▸ **Task item**
Please print the full listing below exactly, but not the pictures in it.

▸ **Entries supplied**
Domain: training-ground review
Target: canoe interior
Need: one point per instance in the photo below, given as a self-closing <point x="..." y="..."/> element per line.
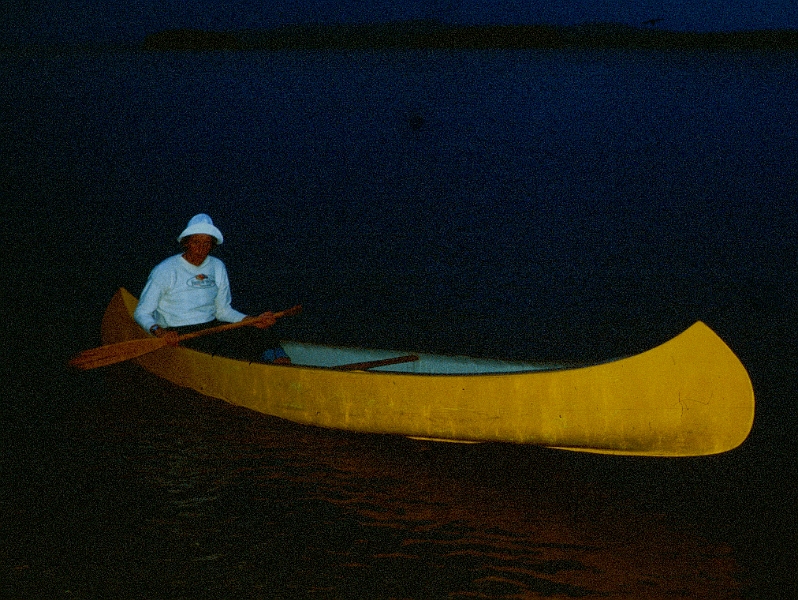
<point x="690" y="396"/>
<point x="317" y="355"/>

▸ **Solution to this task**
Domain: training-ground review
Target: canoe interior
Need: one point per instance in the photo below, given as a self-closing <point x="..." y="..."/> element per line.
<point x="690" y="396"/>
<point x="317" y="355"/>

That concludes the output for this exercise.